REQUIRED WORK: What's wanted is a faithful retyping of every entry, pictures excluded.

Extracted data entries:
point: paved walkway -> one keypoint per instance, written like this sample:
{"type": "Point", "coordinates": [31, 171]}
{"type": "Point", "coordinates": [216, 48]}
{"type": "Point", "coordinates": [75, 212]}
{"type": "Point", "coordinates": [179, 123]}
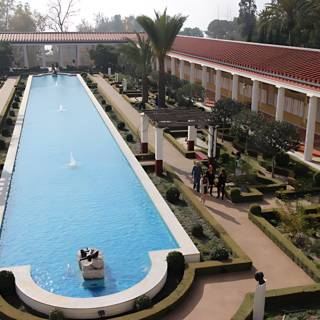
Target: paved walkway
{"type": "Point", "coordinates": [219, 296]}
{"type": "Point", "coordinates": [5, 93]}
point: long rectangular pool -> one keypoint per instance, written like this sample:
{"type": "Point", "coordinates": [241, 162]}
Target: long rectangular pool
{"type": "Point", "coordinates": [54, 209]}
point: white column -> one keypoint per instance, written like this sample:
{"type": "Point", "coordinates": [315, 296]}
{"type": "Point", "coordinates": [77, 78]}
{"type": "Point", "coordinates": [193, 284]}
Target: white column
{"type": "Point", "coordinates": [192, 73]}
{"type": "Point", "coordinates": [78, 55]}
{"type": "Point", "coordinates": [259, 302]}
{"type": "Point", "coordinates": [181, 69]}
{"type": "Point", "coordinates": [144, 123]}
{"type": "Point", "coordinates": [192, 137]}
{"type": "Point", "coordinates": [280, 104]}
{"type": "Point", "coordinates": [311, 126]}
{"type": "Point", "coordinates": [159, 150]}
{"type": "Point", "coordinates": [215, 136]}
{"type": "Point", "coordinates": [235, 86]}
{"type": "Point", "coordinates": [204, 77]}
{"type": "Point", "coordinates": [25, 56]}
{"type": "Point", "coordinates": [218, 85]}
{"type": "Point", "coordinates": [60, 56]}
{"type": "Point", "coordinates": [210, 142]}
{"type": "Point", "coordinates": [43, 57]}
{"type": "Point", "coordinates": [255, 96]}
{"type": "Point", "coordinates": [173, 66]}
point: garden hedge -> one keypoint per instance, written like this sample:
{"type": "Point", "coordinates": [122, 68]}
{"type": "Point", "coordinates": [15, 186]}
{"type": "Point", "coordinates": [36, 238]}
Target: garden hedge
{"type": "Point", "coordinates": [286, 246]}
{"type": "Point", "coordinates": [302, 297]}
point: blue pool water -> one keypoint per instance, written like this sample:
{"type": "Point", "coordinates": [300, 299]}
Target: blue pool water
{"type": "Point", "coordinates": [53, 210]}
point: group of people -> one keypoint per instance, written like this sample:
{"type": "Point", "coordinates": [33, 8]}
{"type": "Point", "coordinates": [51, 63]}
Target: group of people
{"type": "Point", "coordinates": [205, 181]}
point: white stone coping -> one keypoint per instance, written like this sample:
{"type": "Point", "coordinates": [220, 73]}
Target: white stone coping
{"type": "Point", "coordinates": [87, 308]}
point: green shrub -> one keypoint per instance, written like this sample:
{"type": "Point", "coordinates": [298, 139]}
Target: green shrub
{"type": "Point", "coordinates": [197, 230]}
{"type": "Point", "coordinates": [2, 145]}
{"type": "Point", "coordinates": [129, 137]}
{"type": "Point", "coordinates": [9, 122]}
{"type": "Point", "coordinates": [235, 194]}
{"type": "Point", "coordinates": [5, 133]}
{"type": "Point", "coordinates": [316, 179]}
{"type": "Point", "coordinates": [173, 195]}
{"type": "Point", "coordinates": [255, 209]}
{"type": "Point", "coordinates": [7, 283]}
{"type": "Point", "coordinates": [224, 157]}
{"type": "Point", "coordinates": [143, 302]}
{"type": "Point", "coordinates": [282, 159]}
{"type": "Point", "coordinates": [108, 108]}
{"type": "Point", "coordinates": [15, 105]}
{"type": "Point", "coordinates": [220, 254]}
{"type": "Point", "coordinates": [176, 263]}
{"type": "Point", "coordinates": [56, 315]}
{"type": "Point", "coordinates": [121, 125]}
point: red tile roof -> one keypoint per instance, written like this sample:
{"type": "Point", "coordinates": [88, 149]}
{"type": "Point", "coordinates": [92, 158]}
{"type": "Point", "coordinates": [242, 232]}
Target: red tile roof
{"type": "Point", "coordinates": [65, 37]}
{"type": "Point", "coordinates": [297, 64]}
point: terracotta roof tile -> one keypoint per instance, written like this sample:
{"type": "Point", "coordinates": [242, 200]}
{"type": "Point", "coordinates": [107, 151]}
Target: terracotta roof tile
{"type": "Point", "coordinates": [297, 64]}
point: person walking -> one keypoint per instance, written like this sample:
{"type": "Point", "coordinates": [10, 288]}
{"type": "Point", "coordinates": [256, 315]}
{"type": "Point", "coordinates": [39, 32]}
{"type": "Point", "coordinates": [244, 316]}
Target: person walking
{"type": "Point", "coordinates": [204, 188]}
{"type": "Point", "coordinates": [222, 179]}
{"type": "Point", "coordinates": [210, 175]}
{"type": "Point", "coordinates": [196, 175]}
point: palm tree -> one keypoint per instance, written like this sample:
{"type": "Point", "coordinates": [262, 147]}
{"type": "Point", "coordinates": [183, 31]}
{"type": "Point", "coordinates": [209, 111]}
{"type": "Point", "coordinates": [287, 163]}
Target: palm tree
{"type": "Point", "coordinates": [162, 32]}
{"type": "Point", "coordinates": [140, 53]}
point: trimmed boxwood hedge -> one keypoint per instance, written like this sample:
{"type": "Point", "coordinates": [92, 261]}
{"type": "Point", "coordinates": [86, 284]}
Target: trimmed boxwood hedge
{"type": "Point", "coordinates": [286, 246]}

THE COMPLETED TASK:
point: paved walkway -> one keypoint per instance, written like this sample:
{"type": "Point", "coordinates": [31, 171]}
{"type": "Point", "coordinates": [216, 48]}
{"type": "Point", "coordinates": [75, 212]}
{"type": "Point", "coordinates": [179, 123]}
Target: paved walkway
{"type": "Point", "coordinates": [219, 296]}
{"type": "Point", "coordinates": [5, 93]}
point: long rectangular pool -> one keypoint per instance, written like this sample:
{"type": "Point", "coordinates": [241, 162]}
Target: long rectangular pool
{"type": "Point", "coordinates": [54, 209]}
point: white column -> one keypoint per instance, written like this sample:
{"type": "Point", "coordinates": [315, 296]}
{"type": "Point", "coordinates": [77, 78]}
{"type": "Point", "coordinates": [193, 284]}
Target: white column
{"type": "Point", "coordinates": [192, 73]}
{"type": "Point", "coordinates": [78, 55]}
{"type": "Point", "coordinates": [259, 302]}
{"type": "Point", "coordinates": [181, 69]}
{"type": "Point", "coordinates": [144, 123]}
{"type": "Point", "coordinates": [192, 137]}
{"type": "Point", "coordinates": [280, 104]}
{"type": "Point", "coordinates": [311, 126]}
{"type": "Point", "coordinates": [159, 150]}
{"type": "Point", "coordinates": [215, 136]}
{"type": "Point", "coordinates": [235, 86]}
{"type": "Point", "coordinates": [204, 77]}
{"type": "Point", "coordinates": [25, 56]}
{"type": "Point", "coordinates": [218, 85]}
{"type": "Point", "coordinates": [60, 56]}
{"type": "Point", "coordinates": [210, 142]}
{"type": "Point", "coordinates": [43, 57]}
{"type": "Point", "coordinates": [255, 96]}
{"type": "Point", "coordinates": [173, 66]}
point: garden hedge -> one keypoint per instance, written like this sample:
{"type": "Point", "coordinates": [122, 68]}
{"type": "Point", "coordinates": [15, 186]}
{"type": "Point", "coordinates": [36, 238]}
Target: garden hedge
{"type": "Point", "coordinates": [286, 246]}
{"type": "Point", "coordinates": [302, 297]}
point: blue pool water -> one keypoint per instance, written like this sample:
{"type": "Point", "coordinates": [300, 299]}
Target: blue pool water
{"type": "Point", "coordinates": [53, 210]}
point: group of people -> one keypoint per instance, written like this sample:
{"type": "Point", "coordinates": [33, 8]}
{"type": "Point", "coordinates": [51, 63]}
Target: group of people
{"type": "Point", "coordinates": [205, 181]}
point: white stone coping -> one keypoint per instance, written like this sample:
{"type": "Point", "coordinates": [220, 73]}
Target: white stone coping
{"type": "Point", "coordinates": [87, 308]}
point: green shrub -> one keypoint per instance, written like this sample:
{"type": "Point", "coordinates": [298, 139]}
Target: green shrub
{"type": "Point", "coordinates": [197, 230]}
{"type": "Point", "coordinates": [2, 145]}
{"type": "Point", "coordinates": [129, 137]}
{"type": "Point", "coordinates": [9, 122]}
{"type": "Point", "coordinates": [235, 194]}
{"type": "Point", "coordinates": [5, 133]}
{"type": "Point", "coordinates": [316, 179]}
{"type": "Point", "coordinates": [173, 195]}
{"type": "Point", "coordinates": [255, 209]}
{"type": "Point", "coordinates": [7, 283]}
{"type": "Point", "coordinates": [224, 157]}
{"type": "Point", "coordinates": [143, 302]}
{"type": "Point", "coordinates": [282, 159]}
{"type": "Point", "coordinates": [108, 108]}
{"type": "Point", "coordinates": [15, 105]}
{"type": "Point", "coordinates": [220, 254]}
{"type": "Point", "coordinates": [176, 263]}
{"type": "Point", "coordinates": [56, 315]}
{"type": "Point", "coordinates": [121, 125]}
point: red tile roof -> one keypoint per instance, written like this sample:
{"type": "Point", "coordinates": [88, 149]}
{"type": "Point", "coordinates": [92, 158]}
{"type": "Point", "coordinates": [242, 232]}
Target: red tile roof
{"type": "Point", "coordinates": [65, 37]}
{"type": "Point", "coordinates": [297, 64]}
point: terracotta roof tile -> one keypoint per instance, written like this sample:
{"type": "Point", "coordinates": [242, 200]}
{"type": "Point", "coordinates": [107, 151]}
Target: terracotta roof tile
{"type": "Point", "coordinates": [297, 64]}
point: person walking -> one keypoint per instance, written like this sample:
{"type": "Point", "coordinates": [10, 288]}
{"type": "Point", "coordinates": [256, 315]}
{"type": "Point", "coordinates": [39, 32]}
{"type": "Point", "coordinates": [244, 316]}
Target: person walking
{"type": "Point", "coordinates": [204, 188]}
{"type": "Point", "coordinates": [222, 179]}
{"type": "Point", "coordinates": [210, 175]}
{"type": "Point", "coordinates": [196, 175]}
point: palm tree -> one keypoint per instance, written like this sample:
{"type": "Point", "coordinates": [262, 147]}
{"type": "Point", "coordinates": [183, 31]}
{"type": "Point", "coordinates": [209, 111]}
{"type": "Point", "coordinates": [287, 163]}
Target: palm tree
{"type": "Point", "coordinates": [162, 32]}
{"type": "Point", "coordinates": [140, 53]}
point: trimmed boxwood hedge -> one keypoint per instance, written like this sample:
{"type": "Point", "coordinates": [92, 261]}
{"type": "Point", "coordinates": [86, 284]}
Target: trimmed boxwood hedge
{"type": "Point", "coordinates": [286, 246]}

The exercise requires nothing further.